WHAT YOU NEED TO DO:
1. According to the patent description on injecting carbon dioxide into geological formations, what temperature is given as the deep sea bottom temperature?
2. Continue the patent description on injecting carbon dioxide into geological formations, starting after its last sentence.

READING PASSAGE:
☆ ☆ ☆ ☆ ☆

The installation comprising a well completion (28) in the at least one well (24) and a carbon containing compound injection system (30) connected to the at least one well completion (28). The well completion (28) has at least an inner tubing (40) and at least an injection casing (42) defining with the inner tubing (40) an intermediate space (44), and at least one flow control device (60A to 60C). The at least one flow control device (60A to 60C) is located between the inner tubing (40) and the intermediate space (44) to fluidly connect the inner tubing (40) to the intermediate space (44). The installation comprises a controller (62) able to control the at least one flow control device (60A to 60E) located between the inner tubing (40) and the intermediate space (44) to define at least two different injection configurations of the carbon containing compound in the geological formation (12).

Description

An installation for injecting a carbon containing compound into a geological formation, comprising a concentric completion and related process
The present invention concerns an installation for injecting a carbon containing compound into a geological formation, the installation comprising at least one well extending to the geological formation, the installation comprising a well completion in the at least one well and a carbon containing compound injection system connected to the at least one well completion; the well completion having at least an inner tubing and at least an injection casing defining with the inner tubing an intermediate space, and at least one flow control device.
The installation according to the invention is aimed at providing an efficient carbon capture and storage into geological depleted hydrocarbon reservoir, aquifer or any geological formation.
The objective of the invention is to transport for example carbon dioxide (thereafter CO2) in particular from onshore facilities to existing onshore or offshore facilities to store the CO2 into the depleted hydrocarbon reservoir or aquifer.
This solution offers a second life for oil and gas installations and a clean development way to new ones.
The CO2 is transported by a pipeline, typically the pipeline used for oil and/or gas export before the reservoir’s deletion, or by boat or by new pipes dedicated to carbon transport and storage.
The CO2 can either be in liquid/dense/supercritical phase for example 4°C, which is the deep sea bottom temperature and pipeline temperature and 100 bars or any combination of pressure and temperature to stay in liquid phase or in supercritical phase. Alternatively, the CO2 can be transported to the offshore facilities by ship.
Preferably, the CO2 is kept in liquid or supercritical phase during the injection process into the geological formation.
The reservoir depth can be more than 2000 m deep. The density of liquid CO2 is around 1 in some pressure and temperature conditions (seabed water temperature and 100 bars pipe pressure). In such wells, the hydrostatic pressure at bottom is greater than 200 bar for wells deeper than 2000 m. The liquid CO2 arrives with a 100 bars pressure, which means the pressure at the bottom of the reservoir shall be in the order of 300 bars.
Unfortunately, reservo ir/aqu if er pressure may be much lower than hydrostatic pressure plus incoming pipe pressure, being for example 20 bars. At the bottom of the reservoir, a CO2 expansion may occur which will cause a low temperature that could damage the geological formation and/or damage the well completion due to thermal expansion on concrete and/or steel tubing.
Another issue is the operability of moving parts like safety valves that are not rated for such low temperatures.
Hence, the injection may only be safely and efficiently operated at specific ranges of injections rates, these ranges depending in particular on the well setup and on the actual pressure in the reservoir.
Other problems which need to be solved for carrying out such an injection is the use of existing well architecture to limits investment costs and make the installation profitable.

☆ ☆ ☆ ☆ ☆

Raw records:
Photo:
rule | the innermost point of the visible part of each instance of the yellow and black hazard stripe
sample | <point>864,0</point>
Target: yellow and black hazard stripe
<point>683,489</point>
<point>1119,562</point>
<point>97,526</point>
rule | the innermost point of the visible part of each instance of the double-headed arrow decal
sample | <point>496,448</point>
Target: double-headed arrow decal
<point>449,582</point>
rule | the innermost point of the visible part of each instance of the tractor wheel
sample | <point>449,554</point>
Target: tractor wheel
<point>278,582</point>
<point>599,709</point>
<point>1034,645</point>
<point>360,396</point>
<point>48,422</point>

☆ ☆ ☆ ☆ ☆

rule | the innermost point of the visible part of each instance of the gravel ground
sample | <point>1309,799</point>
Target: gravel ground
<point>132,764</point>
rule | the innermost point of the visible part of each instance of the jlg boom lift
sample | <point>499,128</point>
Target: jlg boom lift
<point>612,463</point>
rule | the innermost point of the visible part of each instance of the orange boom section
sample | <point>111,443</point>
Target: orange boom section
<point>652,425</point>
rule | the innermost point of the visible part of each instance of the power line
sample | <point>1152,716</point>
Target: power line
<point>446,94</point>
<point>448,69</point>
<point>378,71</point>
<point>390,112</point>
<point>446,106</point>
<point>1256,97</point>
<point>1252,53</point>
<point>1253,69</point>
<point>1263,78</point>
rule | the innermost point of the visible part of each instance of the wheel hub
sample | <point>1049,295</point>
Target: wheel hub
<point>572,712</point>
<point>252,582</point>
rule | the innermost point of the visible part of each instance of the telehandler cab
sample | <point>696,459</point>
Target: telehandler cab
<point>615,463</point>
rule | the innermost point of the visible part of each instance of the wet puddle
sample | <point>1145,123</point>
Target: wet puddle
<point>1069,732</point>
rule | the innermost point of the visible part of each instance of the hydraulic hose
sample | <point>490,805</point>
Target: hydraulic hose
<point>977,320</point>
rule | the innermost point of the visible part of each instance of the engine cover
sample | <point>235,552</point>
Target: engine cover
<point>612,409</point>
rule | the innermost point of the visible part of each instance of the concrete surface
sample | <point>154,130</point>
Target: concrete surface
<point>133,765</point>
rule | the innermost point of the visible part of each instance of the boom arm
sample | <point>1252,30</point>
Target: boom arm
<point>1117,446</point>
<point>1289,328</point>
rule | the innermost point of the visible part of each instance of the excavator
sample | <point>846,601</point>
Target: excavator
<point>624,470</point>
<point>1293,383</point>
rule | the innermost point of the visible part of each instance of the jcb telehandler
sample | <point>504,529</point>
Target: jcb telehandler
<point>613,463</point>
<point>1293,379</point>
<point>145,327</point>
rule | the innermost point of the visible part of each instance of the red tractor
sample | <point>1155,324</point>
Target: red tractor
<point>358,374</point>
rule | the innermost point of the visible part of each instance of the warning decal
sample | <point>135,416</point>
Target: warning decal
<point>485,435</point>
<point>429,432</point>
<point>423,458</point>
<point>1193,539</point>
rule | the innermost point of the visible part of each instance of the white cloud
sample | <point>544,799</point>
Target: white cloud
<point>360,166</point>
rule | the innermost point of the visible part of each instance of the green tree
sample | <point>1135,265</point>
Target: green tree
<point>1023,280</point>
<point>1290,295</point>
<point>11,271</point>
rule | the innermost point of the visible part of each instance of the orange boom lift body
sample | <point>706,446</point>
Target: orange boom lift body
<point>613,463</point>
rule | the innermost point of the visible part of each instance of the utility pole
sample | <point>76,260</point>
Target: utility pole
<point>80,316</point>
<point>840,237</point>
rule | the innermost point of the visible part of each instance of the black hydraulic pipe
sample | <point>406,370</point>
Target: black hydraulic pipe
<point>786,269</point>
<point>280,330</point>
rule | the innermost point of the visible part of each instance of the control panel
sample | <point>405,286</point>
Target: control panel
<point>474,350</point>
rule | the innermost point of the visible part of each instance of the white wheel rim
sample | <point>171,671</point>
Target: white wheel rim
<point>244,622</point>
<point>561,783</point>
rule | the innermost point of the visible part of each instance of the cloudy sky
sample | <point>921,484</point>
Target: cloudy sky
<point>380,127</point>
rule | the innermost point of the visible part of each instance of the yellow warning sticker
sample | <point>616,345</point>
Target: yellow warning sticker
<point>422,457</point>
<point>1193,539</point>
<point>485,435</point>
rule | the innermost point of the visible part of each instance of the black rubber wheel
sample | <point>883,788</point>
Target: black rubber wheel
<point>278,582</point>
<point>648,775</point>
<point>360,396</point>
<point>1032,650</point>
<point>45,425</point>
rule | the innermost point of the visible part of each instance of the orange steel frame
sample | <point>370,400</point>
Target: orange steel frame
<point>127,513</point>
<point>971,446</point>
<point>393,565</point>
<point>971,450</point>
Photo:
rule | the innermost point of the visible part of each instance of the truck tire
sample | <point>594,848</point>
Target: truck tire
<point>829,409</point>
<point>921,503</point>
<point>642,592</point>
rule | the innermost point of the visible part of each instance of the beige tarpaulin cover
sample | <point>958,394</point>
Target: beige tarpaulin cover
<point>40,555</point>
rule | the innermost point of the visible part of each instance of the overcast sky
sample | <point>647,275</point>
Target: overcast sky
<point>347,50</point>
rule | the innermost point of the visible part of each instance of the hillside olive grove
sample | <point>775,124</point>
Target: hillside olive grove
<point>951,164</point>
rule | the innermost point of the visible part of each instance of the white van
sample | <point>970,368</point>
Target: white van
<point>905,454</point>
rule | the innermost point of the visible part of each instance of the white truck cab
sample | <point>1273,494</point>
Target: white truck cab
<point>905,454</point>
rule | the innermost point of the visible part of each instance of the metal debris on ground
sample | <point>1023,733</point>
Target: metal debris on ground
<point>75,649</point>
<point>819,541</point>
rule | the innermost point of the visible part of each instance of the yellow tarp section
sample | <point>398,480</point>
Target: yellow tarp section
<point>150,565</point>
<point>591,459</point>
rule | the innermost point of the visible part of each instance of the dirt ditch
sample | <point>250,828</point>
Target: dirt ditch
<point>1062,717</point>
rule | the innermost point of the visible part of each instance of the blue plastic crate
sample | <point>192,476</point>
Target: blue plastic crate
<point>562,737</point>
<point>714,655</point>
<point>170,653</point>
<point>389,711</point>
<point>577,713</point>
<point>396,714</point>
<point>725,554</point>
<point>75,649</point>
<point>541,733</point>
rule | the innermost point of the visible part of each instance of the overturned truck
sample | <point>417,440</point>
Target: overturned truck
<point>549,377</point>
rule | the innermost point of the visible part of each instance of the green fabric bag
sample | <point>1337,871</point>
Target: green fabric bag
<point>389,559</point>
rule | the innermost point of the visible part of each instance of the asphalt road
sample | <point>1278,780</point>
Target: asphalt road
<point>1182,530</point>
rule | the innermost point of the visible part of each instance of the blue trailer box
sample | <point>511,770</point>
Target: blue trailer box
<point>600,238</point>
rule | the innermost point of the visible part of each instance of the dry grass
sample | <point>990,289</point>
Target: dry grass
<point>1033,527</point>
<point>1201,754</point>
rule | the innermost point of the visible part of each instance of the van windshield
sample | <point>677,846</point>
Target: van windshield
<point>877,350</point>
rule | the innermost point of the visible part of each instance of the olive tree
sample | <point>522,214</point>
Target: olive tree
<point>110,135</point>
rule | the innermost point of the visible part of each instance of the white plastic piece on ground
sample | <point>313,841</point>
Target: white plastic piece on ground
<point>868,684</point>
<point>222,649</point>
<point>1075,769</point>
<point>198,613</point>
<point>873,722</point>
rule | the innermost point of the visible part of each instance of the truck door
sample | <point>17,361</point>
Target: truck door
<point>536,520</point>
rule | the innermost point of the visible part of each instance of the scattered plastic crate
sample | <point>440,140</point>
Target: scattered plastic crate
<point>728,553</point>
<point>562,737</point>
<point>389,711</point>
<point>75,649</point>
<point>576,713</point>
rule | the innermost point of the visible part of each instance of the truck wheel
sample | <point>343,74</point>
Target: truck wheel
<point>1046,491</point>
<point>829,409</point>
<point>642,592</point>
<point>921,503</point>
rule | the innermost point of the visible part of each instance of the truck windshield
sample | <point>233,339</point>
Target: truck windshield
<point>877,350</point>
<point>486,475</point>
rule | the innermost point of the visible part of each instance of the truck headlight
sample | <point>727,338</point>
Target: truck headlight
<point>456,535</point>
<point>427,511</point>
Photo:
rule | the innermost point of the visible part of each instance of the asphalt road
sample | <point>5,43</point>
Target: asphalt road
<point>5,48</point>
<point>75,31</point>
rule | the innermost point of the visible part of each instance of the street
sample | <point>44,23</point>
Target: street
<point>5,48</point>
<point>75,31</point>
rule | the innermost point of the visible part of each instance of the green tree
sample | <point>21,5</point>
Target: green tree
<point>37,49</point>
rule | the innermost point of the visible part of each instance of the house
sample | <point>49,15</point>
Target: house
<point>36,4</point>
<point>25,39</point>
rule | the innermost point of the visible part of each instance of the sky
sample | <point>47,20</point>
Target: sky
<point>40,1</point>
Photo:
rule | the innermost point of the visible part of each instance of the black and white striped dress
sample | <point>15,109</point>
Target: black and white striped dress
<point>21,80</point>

☆ ☆ ☆ ☆ ☆

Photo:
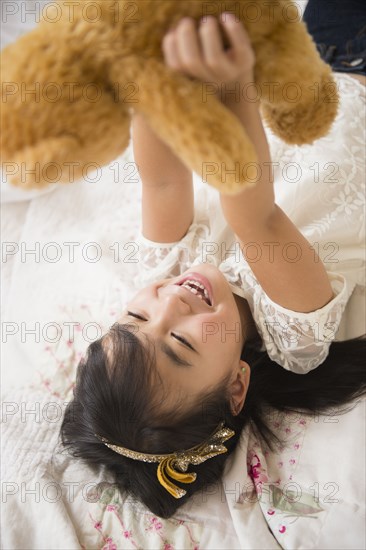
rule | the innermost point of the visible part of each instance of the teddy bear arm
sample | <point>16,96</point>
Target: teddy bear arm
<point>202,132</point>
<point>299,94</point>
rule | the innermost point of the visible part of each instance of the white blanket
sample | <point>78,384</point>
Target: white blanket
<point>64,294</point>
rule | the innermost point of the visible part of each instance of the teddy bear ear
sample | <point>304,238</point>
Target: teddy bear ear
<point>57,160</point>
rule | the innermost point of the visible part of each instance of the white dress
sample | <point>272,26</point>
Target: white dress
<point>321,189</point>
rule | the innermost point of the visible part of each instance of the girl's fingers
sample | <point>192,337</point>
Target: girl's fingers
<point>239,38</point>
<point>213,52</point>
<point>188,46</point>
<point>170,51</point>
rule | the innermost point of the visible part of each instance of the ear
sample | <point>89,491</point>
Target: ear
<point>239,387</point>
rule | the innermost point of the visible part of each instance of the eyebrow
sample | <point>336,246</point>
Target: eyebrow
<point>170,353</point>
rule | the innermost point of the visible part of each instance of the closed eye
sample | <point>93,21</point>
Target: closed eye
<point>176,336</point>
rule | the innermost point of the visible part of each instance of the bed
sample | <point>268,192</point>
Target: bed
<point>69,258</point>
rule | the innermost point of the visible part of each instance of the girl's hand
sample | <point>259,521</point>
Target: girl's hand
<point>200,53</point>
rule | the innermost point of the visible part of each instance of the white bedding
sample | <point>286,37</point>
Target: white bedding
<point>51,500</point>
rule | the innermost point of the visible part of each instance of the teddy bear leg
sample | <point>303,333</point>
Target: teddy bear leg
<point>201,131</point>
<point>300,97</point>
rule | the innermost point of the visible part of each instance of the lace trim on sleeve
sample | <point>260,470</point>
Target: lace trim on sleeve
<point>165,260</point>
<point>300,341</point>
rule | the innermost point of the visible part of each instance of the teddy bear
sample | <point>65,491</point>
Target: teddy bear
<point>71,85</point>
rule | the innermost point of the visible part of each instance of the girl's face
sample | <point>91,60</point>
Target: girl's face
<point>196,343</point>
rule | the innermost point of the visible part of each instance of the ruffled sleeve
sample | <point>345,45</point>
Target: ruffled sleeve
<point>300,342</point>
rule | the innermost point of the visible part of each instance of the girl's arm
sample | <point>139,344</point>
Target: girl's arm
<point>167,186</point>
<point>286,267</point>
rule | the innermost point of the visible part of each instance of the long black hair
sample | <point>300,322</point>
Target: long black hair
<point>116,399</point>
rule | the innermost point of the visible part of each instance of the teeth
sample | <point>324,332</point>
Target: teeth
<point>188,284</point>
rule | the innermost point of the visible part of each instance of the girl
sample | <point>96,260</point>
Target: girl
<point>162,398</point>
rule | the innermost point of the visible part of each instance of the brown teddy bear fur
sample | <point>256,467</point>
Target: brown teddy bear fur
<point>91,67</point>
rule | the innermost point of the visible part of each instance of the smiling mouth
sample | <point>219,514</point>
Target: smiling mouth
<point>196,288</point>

☆ ☆ ☆ ☆ ☆

RESULTS FOR THE EXERCISE:
1. 4°C.

2.
The completion has to be able to cope with initial low CO2 injection rates (~0,5 million ton per annum or “MTPA”) while being able afterwards to increase rates as demands mandate, or in other words, have the widest injection range possible.
Once the installation is operating, work-overs are to be avoided as much as possible due to economical constraints.
In addition, impurities within the CO2 have a big impact on well injection performance, hence completion designs must be capable to adjust their performance as composition changes.
Seasons, in particular winter and summer, have also a significant effect on well injection performance. Hence completion design must be capable to adjust their performances as surface ambient temperature changes the fluid injection temperature at wellhead (from highest “Summer” to lowest “Winter” temperature ).
Additionally, Inflow Performance Relationship (IPR) from reservoir are generally estimated before the startup of the installation. However, no field data is available to validate simulations. Thermal fracture is an additional uncertainty through the life of the wells. Hence completion design must adjust to cope as much as possible with these uncertainties.
The installation should also minimize Joule-Thomson effect, such that temperatures remain inside the operating envelope of available commercial completion materials.
The installation should be as simple as possible to target a cost/effective, easy access well intervention, reduced complexity in moving parts and mechanisms and use today’s commercially available components “on the shelf” and rely as less as possible in future equipment developments.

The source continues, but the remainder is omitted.